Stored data
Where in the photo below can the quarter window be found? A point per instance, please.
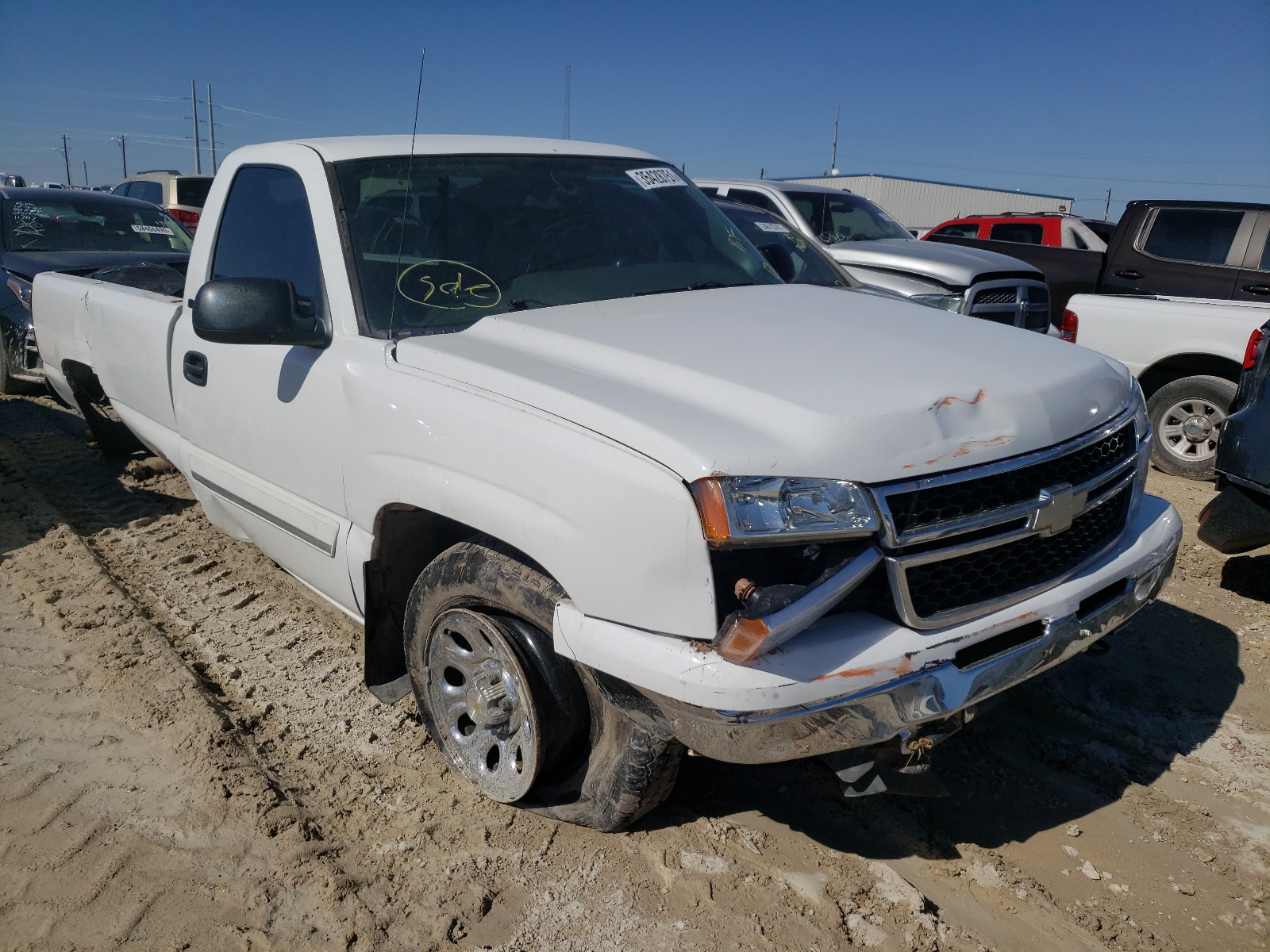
(1200, 235)
(1020, 232)
(963, 230)
(146, 192)
(756, 198)
(267, 232)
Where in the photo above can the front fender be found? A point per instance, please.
(615, 528)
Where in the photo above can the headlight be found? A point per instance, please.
(1141, 422)
(749, 509)
(945, 302)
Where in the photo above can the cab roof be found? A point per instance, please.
(337, 150)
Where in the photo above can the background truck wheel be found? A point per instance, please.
(520, 723)
(112, 436)
(8, 384)
(1187, 416)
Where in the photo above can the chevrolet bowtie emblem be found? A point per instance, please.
(1058, 507)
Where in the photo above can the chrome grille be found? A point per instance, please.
(965, 543)
(930, 505)
(997, 296)
(988, 574)
(1022, 304)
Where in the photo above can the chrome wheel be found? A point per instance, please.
(1189, 429)
(480, 702)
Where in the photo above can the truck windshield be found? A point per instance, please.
(808, 264)
(441, 241)
(845, 217)
(67, 221)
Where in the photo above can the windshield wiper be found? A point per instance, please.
(698, 286)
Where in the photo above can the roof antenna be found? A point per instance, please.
(406, 202)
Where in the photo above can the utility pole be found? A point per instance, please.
(833, 155)
(211, 126)
(568, 84)
(194, 111)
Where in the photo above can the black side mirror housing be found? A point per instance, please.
(256, 311)
(780, 258)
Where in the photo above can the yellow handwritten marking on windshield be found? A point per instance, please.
(451, 286)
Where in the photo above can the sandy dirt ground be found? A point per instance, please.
(188, 759)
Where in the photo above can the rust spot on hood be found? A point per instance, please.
(967, 448)
(899, 670)
(950, 400)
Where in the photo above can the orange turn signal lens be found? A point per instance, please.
(745, 640)
(714, 512)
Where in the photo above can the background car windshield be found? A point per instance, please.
(71, 222)
(845, 217)
(765, 228)
(467, 236)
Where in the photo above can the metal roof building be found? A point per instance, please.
(922, 205)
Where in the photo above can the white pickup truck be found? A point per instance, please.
(1187, 355)
(600, 486)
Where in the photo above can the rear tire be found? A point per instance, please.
(1187, 416)
(603, 755)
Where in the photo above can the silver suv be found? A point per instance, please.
(876, 251)
(182, 196)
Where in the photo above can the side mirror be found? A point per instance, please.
(780, 258)
(256, 311)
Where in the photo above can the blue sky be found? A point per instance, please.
(1149, 99)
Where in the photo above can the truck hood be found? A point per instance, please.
(949, 264)
(787, 380)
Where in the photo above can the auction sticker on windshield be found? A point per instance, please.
(660, 177)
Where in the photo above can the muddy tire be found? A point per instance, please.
(1187, 416)
(495, 696)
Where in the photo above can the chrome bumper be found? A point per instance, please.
(899, 708)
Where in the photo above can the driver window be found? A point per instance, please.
(267, 232)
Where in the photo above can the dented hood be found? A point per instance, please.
(952, 266)
(787, 380)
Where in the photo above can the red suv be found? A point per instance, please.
(1052, 228)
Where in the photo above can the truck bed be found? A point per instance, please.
(70, 315)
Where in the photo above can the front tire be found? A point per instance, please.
(1187, 416)
(514, 719)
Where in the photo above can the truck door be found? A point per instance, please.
(1184, 251)
(1254, 281)
(262, 424)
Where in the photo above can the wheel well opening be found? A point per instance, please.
(83, 380)
(1187, 366)
(406, 539)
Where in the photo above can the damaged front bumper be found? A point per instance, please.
(905, 704)
(945, 674)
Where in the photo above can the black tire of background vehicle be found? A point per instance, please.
(610, 753)
(8, 382)
(112, 436)
(1217, 391)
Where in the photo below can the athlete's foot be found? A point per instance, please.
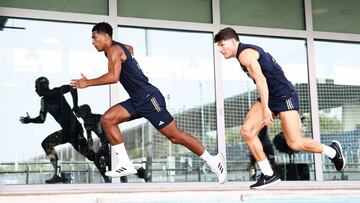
(143, 174)
(339, 159)
(56, 179)
(123, 170)
(218, 166)
(264, 181)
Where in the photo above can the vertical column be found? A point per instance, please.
(313, 87)
(218, 82)
(114, 88)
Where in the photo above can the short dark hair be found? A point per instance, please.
(225, 34)
(103, 28)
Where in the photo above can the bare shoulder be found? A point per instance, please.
(116, 52)
(130, 48)
(248, 55)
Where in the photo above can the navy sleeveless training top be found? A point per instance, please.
(133, 79)
(278, 84)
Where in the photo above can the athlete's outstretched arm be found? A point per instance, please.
(111, 77)
(130, 48)
(39, 119)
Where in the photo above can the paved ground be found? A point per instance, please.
(309, 192)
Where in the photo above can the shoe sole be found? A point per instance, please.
(222, 158)
(342, 155)
(266, 185)
(118, 175)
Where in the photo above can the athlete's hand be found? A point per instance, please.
(267, 116)
(79, 83)
(26, 119)
(76, 110)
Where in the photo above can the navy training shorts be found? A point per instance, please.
(154, 110)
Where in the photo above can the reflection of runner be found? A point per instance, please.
(92, 124)
(277, 97)
(54, 102)
(145, 101)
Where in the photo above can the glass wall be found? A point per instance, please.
(336, 16)
(59, 52)
(178, 10)
(263, 13)
(181, 65)
(239, 95)
(339, 103)
(75, 6)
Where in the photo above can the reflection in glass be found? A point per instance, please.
(59, 53)
(339, 103)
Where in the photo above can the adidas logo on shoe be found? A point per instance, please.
(161, 123)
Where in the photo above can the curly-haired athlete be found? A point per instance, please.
(145, 101)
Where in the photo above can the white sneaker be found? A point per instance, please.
(121, 171)
(219, 168)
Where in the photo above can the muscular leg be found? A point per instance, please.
(48, 145)
(177, 136)
(251, 127)
(291, 126)
(110, 121)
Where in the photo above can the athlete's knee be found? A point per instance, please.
(177, 136)
(106, 119)
(296, 145)
(247, 132)
(175, 139)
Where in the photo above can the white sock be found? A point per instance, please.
(328, 151)
(121, 154)
(265, 167)
(208, 158)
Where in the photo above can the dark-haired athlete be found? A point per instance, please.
(277, 97)
(54, 102)
(145, 101)
(92, 124)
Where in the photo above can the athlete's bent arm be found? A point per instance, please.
(249, 58)
(111, 77)
(39, 119)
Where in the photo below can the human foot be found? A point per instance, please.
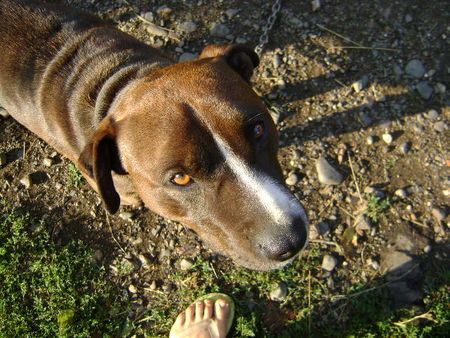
(209, 317)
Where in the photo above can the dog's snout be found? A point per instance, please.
(287, 245)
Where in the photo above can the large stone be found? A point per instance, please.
(327, 173)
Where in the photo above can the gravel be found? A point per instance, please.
(327, 173)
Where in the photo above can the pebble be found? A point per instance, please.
(231, 12)
(279, 293)
(329, 263)
(439, 214)
(362, 223)
(187, 27)
(440, 126)
(424, 89)
(187, 57)
(415, 68)
(219, 30)
(374, 263)
(186, 264)
(2, 159)
(26, 181)
(360, 84)
(148, 16)
(327, 173)
(401, 193)
(4, 113)
(48, 162)
(126, 216)
(405, 147)
(388, 138)
(315, 4)
(432, 114)
(323, 228)
(132, 288)
(292, 179)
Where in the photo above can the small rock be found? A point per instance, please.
(126, 216)
(292, 179)
(187, 57)
(374, 263)
(48, 162)
(401, 193)
(415, 68)
(163, 10)
(4, 113)
(2, 159)
(439, 214)
(279, 293)
(427, 249)
(329, 263)
(219, 30)
(186, 264)
(26, 181)
(362, 223)
(360, 84)
(327, 173)
(388, 138)
(323, 228)
(432, 114)
(187, 27)
(440, 126)
(439, 87)
(148, 16)
(315, 4)
(424, 89)
(231, 12)
(405, 147)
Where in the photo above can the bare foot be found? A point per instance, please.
(203, 319)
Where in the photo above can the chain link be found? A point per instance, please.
(264, 38)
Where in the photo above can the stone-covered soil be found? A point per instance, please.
(363, 84)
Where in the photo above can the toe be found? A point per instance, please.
(209, 309)
(180, 320)
(221, 309)
(190, 314)
(199, 309)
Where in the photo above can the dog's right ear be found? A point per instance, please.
(98, 159)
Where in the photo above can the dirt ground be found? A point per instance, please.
(338, 80)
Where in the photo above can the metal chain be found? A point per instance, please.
(264, 38)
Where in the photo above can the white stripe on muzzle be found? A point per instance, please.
(278, 202)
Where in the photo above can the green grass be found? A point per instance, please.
(47, 290)
(75, 178)
(376, 206)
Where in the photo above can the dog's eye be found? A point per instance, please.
(181, 179)
(258, 130)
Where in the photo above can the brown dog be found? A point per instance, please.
(192, 139)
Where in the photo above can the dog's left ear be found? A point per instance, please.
(99, 158)
(240, 57)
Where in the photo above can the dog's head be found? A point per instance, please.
(201, 148)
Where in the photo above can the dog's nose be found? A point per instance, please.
(287, 245)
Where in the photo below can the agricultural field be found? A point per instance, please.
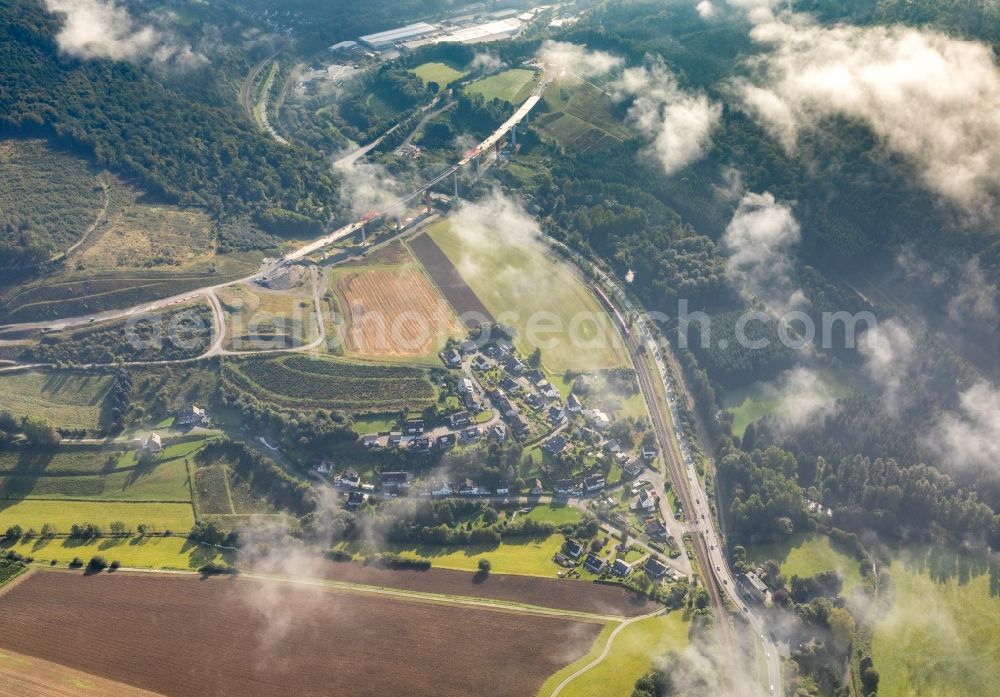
(259, 318)
(441, 73)
(556, 513)
(528, 557)
(451, 284)
(70, 400)
(632, 655)
(941, 636)
(808, 554)
(137, 252)
(62, 514)
(393, 311)
(512, 86)
(580, 117)
(55, 194)
(139, 552)
(573, 596)
(759, 399)
(301, 382)
(525, 288)
(278, 638)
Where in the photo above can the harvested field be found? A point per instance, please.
(185, 636)
(466, 303)
(394, 312)
(23, 675)
(576, 596)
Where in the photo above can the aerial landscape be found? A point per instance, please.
(597, 348)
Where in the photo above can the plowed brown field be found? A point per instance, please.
(577, 596)
(394, 312)
(185, 636)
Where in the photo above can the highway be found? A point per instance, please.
(654, 379)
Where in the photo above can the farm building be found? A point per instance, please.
(191, 416)
(753, 587)
(595, 564)
(655, 568)
(593, 483)
(395, 481)
(153, 443)
(387, 39)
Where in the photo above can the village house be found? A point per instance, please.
(594, 482)
(556, 444)
(414, 426)
(655, 568)
(753, 587)
(565, 487)
(556, 415)
(350, 478)
(621, 568)
(499, 431)
(633, 469)
(153, 443)
(573, 404)
(510, 384)
(595, 564)
(459, 419)
(644, 501)
(395, 481)
(452, 358)
(598, 419)
(441, 489)
(191, 416)
(520, 425)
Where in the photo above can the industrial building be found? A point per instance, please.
(388, 39)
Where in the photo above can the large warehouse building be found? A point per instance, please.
(387, 39)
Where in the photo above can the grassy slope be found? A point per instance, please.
(757, 400)
(939, 639)
(149, 552)
(808, 555)
(65, 399)
(632, 655)
(501, 273)
(528, 557)
(33, 513)
(510, 86)
(441, 73)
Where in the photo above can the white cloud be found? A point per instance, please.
(561, 58)
(929, 97)
(970, 437)
(889, 352)
(485, 62)
(679, 123)
(976, 300)
(759, 241)
(105, 29)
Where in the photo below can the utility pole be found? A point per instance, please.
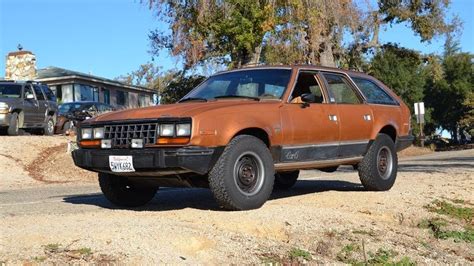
(420, 119)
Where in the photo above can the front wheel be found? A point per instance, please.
(243, 176)
(121, 192)
(378, 168)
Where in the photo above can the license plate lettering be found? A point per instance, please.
(121, 164)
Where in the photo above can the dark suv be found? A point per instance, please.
(27, 105)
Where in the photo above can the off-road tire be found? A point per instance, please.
(225, 178)
(123, 193)
(286, 180)
(48, 129)
(369, 169)
(14, 127)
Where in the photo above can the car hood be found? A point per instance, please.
(178, 110)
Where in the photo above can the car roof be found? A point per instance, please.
(299, 66)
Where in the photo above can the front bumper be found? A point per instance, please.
(404, 142)
(152, 161)
(5, 119)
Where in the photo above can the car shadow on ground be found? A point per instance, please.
(199, 198)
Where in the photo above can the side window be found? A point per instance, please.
(27, 91)
(339, 89)
(306, 83)
(373, 93)
(49, 93)
(38, 92)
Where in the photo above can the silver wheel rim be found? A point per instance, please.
(384, 163)
(249, 173)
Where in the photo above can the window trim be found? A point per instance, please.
(351, 85)
(375, 82)
(320, 82)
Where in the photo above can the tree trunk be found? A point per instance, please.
(326, 58)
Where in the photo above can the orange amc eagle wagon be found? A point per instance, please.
(244, 132)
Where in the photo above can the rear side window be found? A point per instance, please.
(374, 93)
(339, 89)
(38, 92)
(49, 93)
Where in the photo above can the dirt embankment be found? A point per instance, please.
(36, 160)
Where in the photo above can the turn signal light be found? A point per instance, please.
(172, 140)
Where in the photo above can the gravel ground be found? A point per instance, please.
(55, 213)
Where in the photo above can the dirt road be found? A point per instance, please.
(324, 218)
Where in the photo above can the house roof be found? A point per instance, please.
(56, 73)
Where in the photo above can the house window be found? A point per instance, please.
(121, 97)
(106, 96)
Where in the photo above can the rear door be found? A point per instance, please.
(354, 115)
(310, 133)
(42, 103)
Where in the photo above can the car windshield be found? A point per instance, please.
(71, 107)
(253, 84)
(10, 91)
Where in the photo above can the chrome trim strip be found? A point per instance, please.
(316, 164)
(326, 144)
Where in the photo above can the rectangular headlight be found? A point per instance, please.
(99, 133)
(106, 143)
(86, 133)
(183, 130)
(167, 130)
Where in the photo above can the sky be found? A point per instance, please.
(109, 38)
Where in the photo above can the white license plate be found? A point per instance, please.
(121, 164)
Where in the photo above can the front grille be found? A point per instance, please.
(122, 135)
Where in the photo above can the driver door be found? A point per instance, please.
(30, 106)
(310, 131)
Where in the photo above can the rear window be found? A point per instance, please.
(10, 91)
(38, 92)
(49, 93)
(374, 93)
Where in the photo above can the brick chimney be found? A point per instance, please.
(21, 65)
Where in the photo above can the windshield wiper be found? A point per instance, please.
(192, 99)
(238, 96)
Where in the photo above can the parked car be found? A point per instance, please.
(73, 113)
(27, 105)
(243, 132)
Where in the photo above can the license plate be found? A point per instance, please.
(121, 164)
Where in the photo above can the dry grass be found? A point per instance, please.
(414, 151)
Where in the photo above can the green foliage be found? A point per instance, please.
(296, 253)
(451, 96)
(402, 70)
(179, 86)
(448, 209)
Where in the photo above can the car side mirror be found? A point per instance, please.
(308, 98)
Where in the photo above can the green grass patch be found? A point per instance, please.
(53, 248)
(85, 251)
(451, 210)
(364, 232)
(296, 253)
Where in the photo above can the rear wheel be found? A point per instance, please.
(378, 168)
(242, 178)
(286, 180)
(14, 127)
(121, 192)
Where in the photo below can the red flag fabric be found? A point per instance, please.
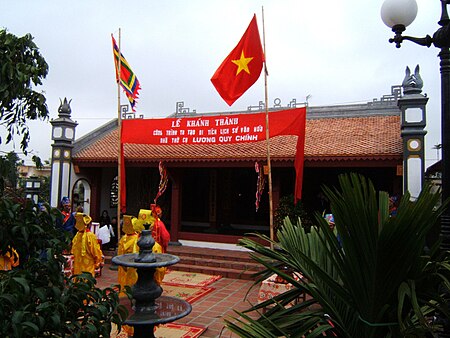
(242, 67)
(221, 129)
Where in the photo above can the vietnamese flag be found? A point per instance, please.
(242, 67)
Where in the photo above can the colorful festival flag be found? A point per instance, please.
(242, 67)
(128, 80)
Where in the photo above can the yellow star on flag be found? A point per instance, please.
(242, 63)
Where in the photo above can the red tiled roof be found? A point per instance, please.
(342, 139)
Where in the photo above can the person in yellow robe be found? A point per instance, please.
(9, 260)
(86, 251)
(127, 244)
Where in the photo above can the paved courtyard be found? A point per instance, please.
(210, 310)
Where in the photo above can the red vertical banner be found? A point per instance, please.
(123, 183)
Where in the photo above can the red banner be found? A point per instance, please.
(221, 129)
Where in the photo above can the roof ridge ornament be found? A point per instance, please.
(412, 83)
(64, 109)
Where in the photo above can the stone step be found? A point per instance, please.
(219, 263)
(227, 263)
(210, 270)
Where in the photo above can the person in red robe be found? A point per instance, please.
(159, 233)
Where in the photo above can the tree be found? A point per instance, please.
(36, 299)
(21, 68)
(377, 280)
(9, 171)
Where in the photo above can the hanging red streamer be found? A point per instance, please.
(259, 168)
(163, 181)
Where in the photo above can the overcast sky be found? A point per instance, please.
(335, 51)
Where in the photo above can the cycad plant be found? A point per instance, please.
(375, 279)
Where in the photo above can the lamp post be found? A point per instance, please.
(398, 14)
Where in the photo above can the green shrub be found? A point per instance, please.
(36, 299)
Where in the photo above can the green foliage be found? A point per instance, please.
(9, 174)
(21, 68)
(36, 299)
(376, 281)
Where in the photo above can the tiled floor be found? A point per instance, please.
(210, 310)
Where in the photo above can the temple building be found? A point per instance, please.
(211, 189)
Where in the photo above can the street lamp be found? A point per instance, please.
(398, 14)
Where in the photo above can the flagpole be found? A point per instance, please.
(119, 156)
(269, 166)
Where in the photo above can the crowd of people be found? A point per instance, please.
(88, 244)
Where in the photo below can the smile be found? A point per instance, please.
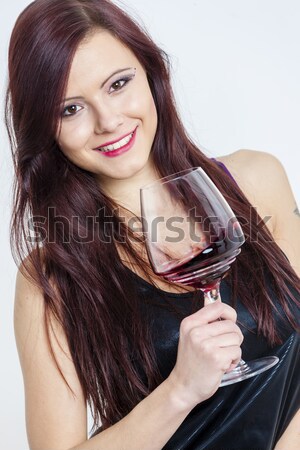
(112, 146)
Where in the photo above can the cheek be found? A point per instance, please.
(74, 135)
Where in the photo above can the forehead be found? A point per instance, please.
(103, 52)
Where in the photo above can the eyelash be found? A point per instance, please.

- _Written exercise_
Extract precisely the lines beginning at the line containing "Where in the photo above can the red vertical" and ending at the last line of the entries above, exactly as written and with no pictures.

- _Exercise solution_
Where in the photo above can the red vertical banner be found? A point per instance, please.
(123, 183)
Where in the photo above can the red banner be found? A point per instance, please.
(221, 129)
Where in the photo above can the roof ridge ornament be found? A point per instance, please.
(412, 83)
(64, 109)
Where in the photo above can the stone step be found? A point per instance, please.
(219, 263)
(227, 263)
(210, 270)
Where in the photo above can the person in red robe be found? A point per instance, please.
(159, 233)
Where in the photo above can the tree be found? A point per instance, please.
(36, 299)
(21, 68)
(377, 280)
(9, 171)
Where in the photo above can the hanging red streamer be found? A point per instance, please.
(259, 168)
(163, 181)
Where in the photo above can the overcast sky be found? A point per instance, please.
(335, 51)
Where in the photo above can the cycad plant be found? A point per instance, please.
(375, 279)
Where in the photo above can the lamp post be found? A point per instance, please.
(398, 14)
Where in the photo above can the green shrub be found? A point per instance, please.
(36, 299)
Where in the photo above can the green foliage be found? A point per instance, please.
(9, 174)
(21, 68)
(36, 299)
(376, 281)
Where in the photo above can the tiled floor be found? A point per instance, please.
(210, 310)
Where in the photo above can the temple building be found? A point per instance, please.
(211, 189)
Where in the photo above can the street lamp be found? A point per instance, please.
(398, 14)
Where in the photo above can the flagpole be found? A point per instance, please.
(119, 156)
(269, 166)
Where in the photo above can the crowd of people be found? A point per instance, please.
(88, 244)
Where in the photo below can the smile be found? A point per instance, please.
(112, 146)
Where in the photo above can the cheek be found? A point per instance, please.
(74, 135)
Where in the photo above can the forehead be found? A point per instance, please.
(103, 52)
Where in the photo above can the eyelash be found? A point per instance, please.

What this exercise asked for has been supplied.